Please lay out the stretch of the listing below, from the line containing "of the shrub?" through the end of the listing, as a JSON list of strings with one string per line. Omit blank lines and leave the pictures out.

(Point placement records)
━━━━━━━━━━━━━━━━━━━━━━━━━━━━━━

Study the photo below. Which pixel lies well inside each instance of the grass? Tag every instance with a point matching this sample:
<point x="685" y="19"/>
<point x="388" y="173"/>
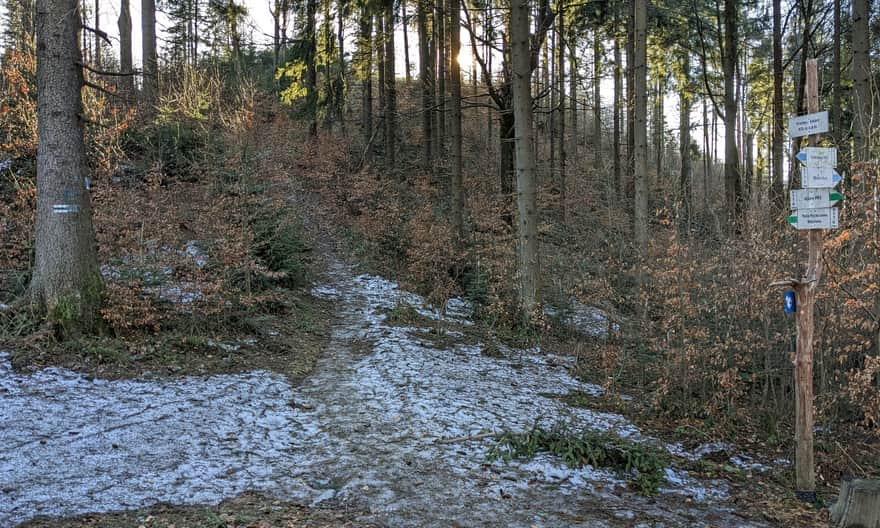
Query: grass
<point x="247" y="510"/>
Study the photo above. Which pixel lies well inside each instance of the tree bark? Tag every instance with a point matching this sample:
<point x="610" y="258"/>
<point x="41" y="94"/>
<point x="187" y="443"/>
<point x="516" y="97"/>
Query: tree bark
<point x="528" y="256"/>
<point x="365" y="52"/>
<point x="126" y="64"/>
<point x="97" y="58"/>
<point x="426" y="78"/>
<point x="597" y="106"/>
<point x="390" y="90"/>
<point x="66" y="282"/>
<point x="732" y="184"/>
<point x="684" y="141"/>
<point x="560" y="125"/>
<point x="640" y="125"/>
<point x="837" y="89"/>
<point x="618" y="96"/>
<point x="405" y="22"/>
<point x="777" y="198"/>
<point x="440" y="29"/>
<point x="311" y="51"/>
<point x="455" y="121"/>
<point x="149" y="55"/>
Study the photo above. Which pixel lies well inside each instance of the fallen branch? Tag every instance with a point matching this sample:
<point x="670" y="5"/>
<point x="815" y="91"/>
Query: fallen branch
<point x="458" y="439"/>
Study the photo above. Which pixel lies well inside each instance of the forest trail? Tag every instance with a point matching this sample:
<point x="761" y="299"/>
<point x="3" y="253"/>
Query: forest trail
<point x="364" y="432"/>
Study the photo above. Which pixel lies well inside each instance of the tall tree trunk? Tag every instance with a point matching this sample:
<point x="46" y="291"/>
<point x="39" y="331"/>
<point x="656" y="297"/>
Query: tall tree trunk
<point x="405" y="22"/>
<point x="194" y="56"/>
<point x="126" y="65"/>
<point x="276" y="33"/>
<point x="861" y="74"/>
<point x="707" y="158"/>
<point x="97" y="58"/>
<point x="573" y="79"/>
<point x="440" y="29"/>
<point x="311" y="52"/>
<point x="560" y="72"/>
<point x="776" y="193"/>
<point x="506" y="133"/>
<point x="340" y="71"/>
<point x="426" y="78"/>
<point x="390" y="90"/>
<point x="455" y="121"/>
<point x="597" y="102"/>
<point x="659" y="127"/>
<point x="150" y="57"/>
<point x="836" y="89"/>
<point x="684" y="141"/>
<point x="528" y="256"/>
<point x="365" y="52"/>
<point x="618" y="95"/>
<point x="550" y="86"/>
<point x="630" y="101"/>
<point x="66" y="282"/>
<point x="382" y="68"/>
<point x="640" y="124"/>
<point x="732" y="184"/>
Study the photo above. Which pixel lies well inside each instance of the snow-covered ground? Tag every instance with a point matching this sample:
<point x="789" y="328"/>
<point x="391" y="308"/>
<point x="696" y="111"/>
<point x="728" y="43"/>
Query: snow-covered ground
<point x="366" y="430"/>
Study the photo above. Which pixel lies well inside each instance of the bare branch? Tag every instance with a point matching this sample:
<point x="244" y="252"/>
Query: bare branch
<point x="107" y="73"/>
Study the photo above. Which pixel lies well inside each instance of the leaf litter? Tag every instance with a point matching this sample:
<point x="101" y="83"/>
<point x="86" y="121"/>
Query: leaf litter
<point x="398" y="433"/>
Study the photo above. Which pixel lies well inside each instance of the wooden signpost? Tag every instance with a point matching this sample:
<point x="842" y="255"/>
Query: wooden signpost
<point x="812" y="211"/>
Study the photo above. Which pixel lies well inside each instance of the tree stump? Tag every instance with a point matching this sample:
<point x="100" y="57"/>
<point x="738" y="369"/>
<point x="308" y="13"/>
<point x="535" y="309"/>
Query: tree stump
<point x="858" y="505"/>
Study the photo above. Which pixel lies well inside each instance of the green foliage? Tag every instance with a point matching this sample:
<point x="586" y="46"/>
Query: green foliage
<point x="16" y="323"/>
<point x="281" y="246"/>
<point x="176" y="146"/>
<point x="642" y="464"/>
<point x="101" y="350"/>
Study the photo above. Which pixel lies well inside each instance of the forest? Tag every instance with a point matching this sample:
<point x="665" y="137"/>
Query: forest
<point x="338" y="263"/>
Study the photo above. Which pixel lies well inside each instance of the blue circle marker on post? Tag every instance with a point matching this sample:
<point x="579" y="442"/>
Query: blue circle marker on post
<point x="790" y="302"/>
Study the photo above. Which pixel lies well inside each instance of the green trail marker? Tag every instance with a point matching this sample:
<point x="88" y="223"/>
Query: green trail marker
<point x="814" y="198"/>
<point x="824" y="218"/>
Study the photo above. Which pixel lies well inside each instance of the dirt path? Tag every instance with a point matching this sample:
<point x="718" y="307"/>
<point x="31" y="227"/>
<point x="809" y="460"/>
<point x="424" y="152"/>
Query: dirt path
<point x="361" y="432"/>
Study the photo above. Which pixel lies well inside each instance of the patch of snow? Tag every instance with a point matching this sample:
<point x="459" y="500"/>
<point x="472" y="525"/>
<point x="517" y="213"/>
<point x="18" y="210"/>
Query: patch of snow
<point x="747" y="463"/>
<point x="684" y="484"/>
<point x="384" y="432"/>
<point x="71" y="444"/>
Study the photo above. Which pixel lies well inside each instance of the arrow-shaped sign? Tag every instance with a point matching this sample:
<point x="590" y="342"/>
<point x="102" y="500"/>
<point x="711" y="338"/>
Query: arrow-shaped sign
<point x="814" y="198"/>
<point x="806" y="125"/>
<point x="825" y="218"/>
<point x="817" y="156"/>
<point x="820" y="177"/>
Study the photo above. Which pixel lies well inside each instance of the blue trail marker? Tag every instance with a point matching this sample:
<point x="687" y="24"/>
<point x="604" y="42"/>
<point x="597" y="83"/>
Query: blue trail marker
<point x="790" y="302"/>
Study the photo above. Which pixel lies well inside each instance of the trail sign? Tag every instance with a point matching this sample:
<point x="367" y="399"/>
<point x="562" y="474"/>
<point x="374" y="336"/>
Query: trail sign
<point x="814" y="198"/>
<point x="807" y="125"/>
<point x="825" y="218"/>
<point x="819" y="177"/>
<point x="818" y="156"/>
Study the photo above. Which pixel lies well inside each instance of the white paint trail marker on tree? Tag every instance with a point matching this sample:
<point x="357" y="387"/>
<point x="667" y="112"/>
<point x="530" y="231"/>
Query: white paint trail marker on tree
<point x="807" y="125"/>
<point x="812" y="213"/>
<point x="814" y="199"/>
<point x="823" y="218"/>
<point x="818" y="156"/>
<point x="819" y="177"/>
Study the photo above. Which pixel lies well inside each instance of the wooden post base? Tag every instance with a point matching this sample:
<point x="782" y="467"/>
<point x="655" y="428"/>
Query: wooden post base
<point x="858" y="504"/>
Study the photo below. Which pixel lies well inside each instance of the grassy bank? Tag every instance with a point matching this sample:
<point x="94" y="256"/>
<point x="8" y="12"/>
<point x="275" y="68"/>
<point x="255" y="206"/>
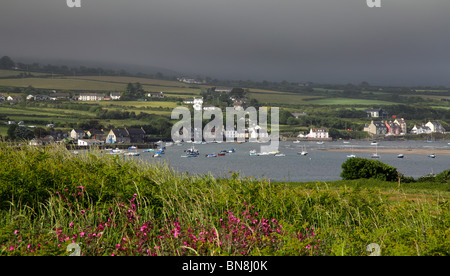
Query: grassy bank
<point x="110" y="206"/>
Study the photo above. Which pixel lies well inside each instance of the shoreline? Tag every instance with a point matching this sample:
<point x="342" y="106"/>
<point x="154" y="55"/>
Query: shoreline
<point x="393" y="151"/>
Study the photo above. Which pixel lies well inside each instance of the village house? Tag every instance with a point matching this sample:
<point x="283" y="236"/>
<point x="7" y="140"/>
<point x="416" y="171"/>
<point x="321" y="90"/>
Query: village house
<point x="118" y="135"/>
<point x="59" y="96"/>
<point x="159" y="95"/>
<point x="77" y="134"/>
<point x="376" y="113"/>
<point x="209" y="107"/>
<point x="41" y="141"/>
<point x="238" y="105"/>
<point x="298" y="114"/>
<point x="196" y="102"/>
<point x="318" y="133"/>
<point x="223" y="89"/>
<point x="90" y="97"/>
<point x="376" y="128"/>
<point x="420" y="130"/>
<point x="90" y="142"/>
<point x="435" y="126"/>
<point x="14" y="98"/>
<point x="397" y="127"/>
<point x="96" y="134"/>
<point x="126" y="135"/>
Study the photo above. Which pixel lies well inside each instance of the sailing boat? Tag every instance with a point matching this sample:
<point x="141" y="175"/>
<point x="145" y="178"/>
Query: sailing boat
<point x="303" y="152"/>
<point x="375" y="155"/>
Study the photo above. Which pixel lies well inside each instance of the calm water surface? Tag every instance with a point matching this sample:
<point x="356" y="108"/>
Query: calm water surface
<point x="318" y="165"/>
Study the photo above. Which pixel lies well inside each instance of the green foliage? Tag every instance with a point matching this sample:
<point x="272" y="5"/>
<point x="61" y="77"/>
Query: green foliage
<point x="355" y="168"/>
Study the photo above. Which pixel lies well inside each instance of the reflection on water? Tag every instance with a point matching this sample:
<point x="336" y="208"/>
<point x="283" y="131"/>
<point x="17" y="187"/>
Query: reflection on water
<point x="318" y="165"/>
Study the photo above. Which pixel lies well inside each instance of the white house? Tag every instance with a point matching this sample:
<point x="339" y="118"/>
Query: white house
<point x="89" y="142"/>
<point x="159" y="95"/>
<point x="197" y="103"/>
<point x="435" y="126"/>
<point x="77" y="134"/>
<point x="420" y="130"/>
<point x="321" y="133"/>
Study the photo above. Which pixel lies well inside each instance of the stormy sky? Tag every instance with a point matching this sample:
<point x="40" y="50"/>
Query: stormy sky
<point x="405" y="42"/>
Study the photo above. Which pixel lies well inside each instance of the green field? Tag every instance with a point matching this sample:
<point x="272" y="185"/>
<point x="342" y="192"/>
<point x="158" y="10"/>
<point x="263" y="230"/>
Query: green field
<point x="14" y="73"/>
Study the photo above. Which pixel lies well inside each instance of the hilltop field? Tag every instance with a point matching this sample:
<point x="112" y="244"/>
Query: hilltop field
<point x="337" y="107"/>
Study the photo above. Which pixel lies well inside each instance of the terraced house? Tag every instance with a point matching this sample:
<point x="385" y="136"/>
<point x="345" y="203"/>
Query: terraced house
<point x="126" y="135"/>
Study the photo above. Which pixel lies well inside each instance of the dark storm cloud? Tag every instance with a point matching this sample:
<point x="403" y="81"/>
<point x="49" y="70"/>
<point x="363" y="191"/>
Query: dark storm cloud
<point x="403" y="42"/>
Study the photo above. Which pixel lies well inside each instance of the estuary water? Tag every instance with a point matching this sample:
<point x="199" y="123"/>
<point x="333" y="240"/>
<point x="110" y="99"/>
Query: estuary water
<point x="317" y="165"/>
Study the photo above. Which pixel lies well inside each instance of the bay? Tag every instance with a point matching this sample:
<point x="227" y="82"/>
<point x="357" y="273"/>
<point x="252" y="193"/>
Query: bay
<point x="318" y="165"/>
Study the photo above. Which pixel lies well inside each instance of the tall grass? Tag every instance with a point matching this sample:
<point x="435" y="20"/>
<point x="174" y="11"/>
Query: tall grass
<point x="111" y="206"/>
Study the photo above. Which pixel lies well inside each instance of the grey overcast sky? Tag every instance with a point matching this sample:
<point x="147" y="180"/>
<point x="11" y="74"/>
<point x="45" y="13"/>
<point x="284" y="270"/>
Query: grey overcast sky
<point x="405" y="42"/>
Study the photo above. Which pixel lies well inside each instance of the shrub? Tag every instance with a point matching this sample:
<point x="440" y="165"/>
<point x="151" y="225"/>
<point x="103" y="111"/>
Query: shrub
<point x="356" y="168"/>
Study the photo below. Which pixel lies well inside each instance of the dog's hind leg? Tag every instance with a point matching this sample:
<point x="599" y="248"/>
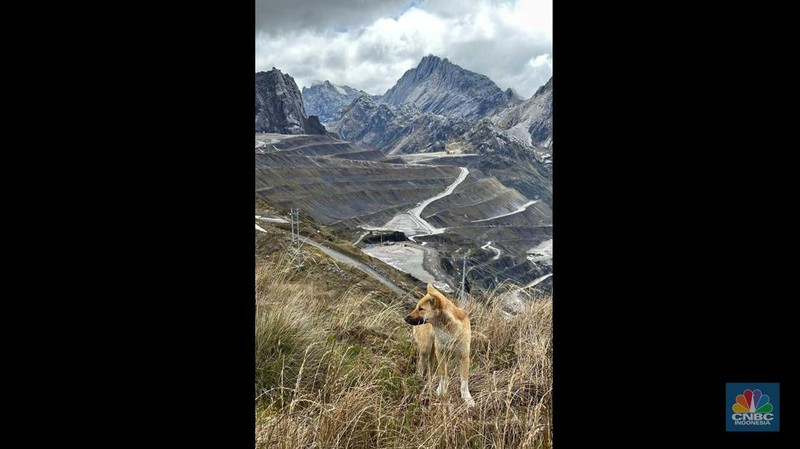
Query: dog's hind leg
<point x="430" y="363"/>
<point x="463" y="366"/>
<point x="441" y="360"/>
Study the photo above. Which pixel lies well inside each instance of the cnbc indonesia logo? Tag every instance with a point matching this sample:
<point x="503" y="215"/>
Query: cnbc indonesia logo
<point x="752" y="408"/>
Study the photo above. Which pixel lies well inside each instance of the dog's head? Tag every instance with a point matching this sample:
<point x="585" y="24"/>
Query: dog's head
<point x="427" y="308"/>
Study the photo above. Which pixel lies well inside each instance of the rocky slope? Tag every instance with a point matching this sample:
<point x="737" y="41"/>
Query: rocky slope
<point x="279" y="106"/>
<point x="438" y="86"/>
<point x="325" y="99"/>
<point x="396" y="129"/>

━━━━━━━━━━━━━━━━━━━━━━━━━━━━━━

■ Response below ■
[
  "Study the photo above. Which pixel lies well inside each instance of the shrub? Tag every instance with a point matching this sample:",
  "<point x=\"440\" y=\"165\"/>",
  "<point x=\"151\" y=\"225\"/>",
  "<point x=\"103\" y=\"111\"/>",
  "Query: shrub",
  "<point x=\"356\" y=\"168\"/>",
  "Study the photo below. Which pixel lies well inside each instance of the dog's hind leg? Tag every instance with a point matching this sample:",
  "<point x=\"599\" y=\"248\"/>",
  "Query: dog's hind leg",
  "<point x=\"430\" y=\"363\"/>",
  "<point x=\"463\" y=\"366\"/>",
  "<point x=\"441\" y=\"360\"/>",
  "Study the photo above. Which pixel lies well inside each instance of the cnbc indonesia logo? Tag every instance with a point matching this sample:",
  "<point x=\"503\" y=\"215\"/>",
  "Query: cnbc indonesia logo",
  "<point x=\"752\" y=\"408\"/>",
  "Study the photo above. Which pixel lies well inside each instance of the dog's head? Tag every instance with a point matching this sample:",
  "<point x=\"585\" y=\"24\"/>",
  "Query: dog's head",
  "<point x=\"427\" y=\"308\"/>",
  "Study the photo above. Which pixel lies well inside each instance of the rocky slope? Tag every instance with a point matching this sample:",
  "<point x=\"737\" y=\"41\"/>",
  "Query: rocky slope",
  "<point x=\"279\" y=\"106\"/>",
  "<point x=\"438\" y=\"86\"/>",
  "<point x=\"325\" y=\"99\"/>",
  "<point x=\"396\" y=\"129\"/>"
]